EXERCISE INSTRUCTIONS - Reproduce the entire listing below line for line, without changing a single character.

DATA ENTRIES -
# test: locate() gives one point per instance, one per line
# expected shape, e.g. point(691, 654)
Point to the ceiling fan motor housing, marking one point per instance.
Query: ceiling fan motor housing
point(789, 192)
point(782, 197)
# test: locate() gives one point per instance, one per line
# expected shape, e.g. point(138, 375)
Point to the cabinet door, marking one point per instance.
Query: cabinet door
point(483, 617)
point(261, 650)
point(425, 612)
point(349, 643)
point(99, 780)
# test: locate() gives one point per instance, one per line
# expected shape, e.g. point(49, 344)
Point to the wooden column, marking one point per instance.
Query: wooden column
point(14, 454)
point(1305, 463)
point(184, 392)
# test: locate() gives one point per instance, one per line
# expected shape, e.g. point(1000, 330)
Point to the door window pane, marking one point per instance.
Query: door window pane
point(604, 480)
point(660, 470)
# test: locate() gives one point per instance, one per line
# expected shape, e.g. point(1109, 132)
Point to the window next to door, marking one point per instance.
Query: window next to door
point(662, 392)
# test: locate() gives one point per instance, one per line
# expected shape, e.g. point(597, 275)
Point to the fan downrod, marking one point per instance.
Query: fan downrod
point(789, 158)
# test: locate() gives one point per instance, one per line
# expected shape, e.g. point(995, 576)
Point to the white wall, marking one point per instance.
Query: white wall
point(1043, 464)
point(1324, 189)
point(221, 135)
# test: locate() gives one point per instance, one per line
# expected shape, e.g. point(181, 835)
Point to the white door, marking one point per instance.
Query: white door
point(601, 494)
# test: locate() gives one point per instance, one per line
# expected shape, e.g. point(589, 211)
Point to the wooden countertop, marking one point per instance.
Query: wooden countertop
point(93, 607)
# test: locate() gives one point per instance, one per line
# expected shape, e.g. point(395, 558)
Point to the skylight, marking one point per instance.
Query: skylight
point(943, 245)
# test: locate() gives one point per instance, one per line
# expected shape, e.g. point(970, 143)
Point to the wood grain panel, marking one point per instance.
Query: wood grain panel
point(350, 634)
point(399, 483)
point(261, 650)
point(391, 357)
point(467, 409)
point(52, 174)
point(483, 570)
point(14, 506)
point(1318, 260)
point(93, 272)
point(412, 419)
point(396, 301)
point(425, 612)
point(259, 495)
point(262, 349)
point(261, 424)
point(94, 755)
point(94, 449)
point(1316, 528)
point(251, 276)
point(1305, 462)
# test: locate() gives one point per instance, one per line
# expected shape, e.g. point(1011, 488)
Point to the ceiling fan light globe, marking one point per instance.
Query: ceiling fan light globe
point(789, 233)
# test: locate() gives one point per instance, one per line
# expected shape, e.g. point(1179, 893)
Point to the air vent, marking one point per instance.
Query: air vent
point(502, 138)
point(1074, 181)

ANSWER TO THIS PROBLEM -
# test: locate() gives one point per instance, one per line
# expected shape, e.g. point(691, 654)
Point to the ceiling fan motor housing, marking one point per instance.
Query: ceiling fan motor housing
point(789, 192)
point(782, 197)
# test: locate() gives one point per instance, one per line
# expected shape, e.g. point(138, 375)
Point to the cabinet door, marking one point per instance.
Query: cabinet door
point(483, 617)
point(261, 650)
point(425, 612)
point(349, 643)
point(99, 780)
# test: locate() gives one point per instance, one per line
# expected shape, e.g. point(49, 344)
Point to the wooden column, marking one point per instance.
Query: wooden column
point(14, 454)
point(1305, 463)
point(184, 392)
# test: locate() gives one point per instance, one per line
# expected shape, e.g. point(1000, 330)
Point to the door window pane, marking one point per instance.
Query: door window pane
point(604, 480)
point(660, 470)
# test: locate() gives one point per instance, one per line
# expected shape, e.g. point(1109, 132)
Point to the window next to door, marking one point per instance.
Query: window next to door
point(662, 392)
# test: locate() gives one point per instance, one per line
# expected shape, e.g. point(597, 275)
Point to the fan downrod, marking one point per instance.
Query: fan downrod
point(789, 158)
# test: locate() gives one point per instance, one per line
# expected shape, e.g. point(995, 576)
Point to the white wall, marking one point per instance.
Query: white wall
point(1043, 464)
point(1324, 189)
point(221, 135)
# test: locate() gives one point per instance, one per line
# expected shape, e.g. point(181, 835)
Point to the white door, marking one point per instance.
Query: white door
point(601, 494)
# test: locate() gives one point per instance, one per line
# expected shape, e.g. point(589, 211)
Point to the wooden countertop, marking one point per instance.
Query: wooden countertop
point(93, 607)
# test: locate() gives one point per instance, one per line
# expected shape, e.g. point(395, 558)
Point to the skylight, marking one point per instance.
Query: skylight
point(943, 245)
# test: locate() gives one point per instance, one per line
# expected shape, e.g. point(970, 143)
Point to the wood grain panel, marking one point per instance.
Query: wood grain panel
point(350, 634)
point(399, 483)
point(261, 650)
point(391, 357)
point(467, 409)
point(52, 174)
point(483, 570)
point(14, 506)
point(1318, 260)
point(93, 272)
point(412, 419)
point(396, 301)
point(425, 612)
point(259, 495)
point(262, 349)
point(261, 424)
point(94, 755)
point(94, 449)
point(1316, 528)
point(251, 276)
point(1305, 462)
# test: locate() gives one point per instance, one per line
# expected shape, e.g. point(1011, 488)
Point to the ceiling fan light globe, marking one point per instance.
Query: ceiling fan light globe
point(789, 233)
# test: locate() gives one point per instance, one per line
# expected shape, e.g. point(1179, 893)
Point to the air vent, marking one point per instance.
Query: air vent
point(502, 138)
point(1074, 181)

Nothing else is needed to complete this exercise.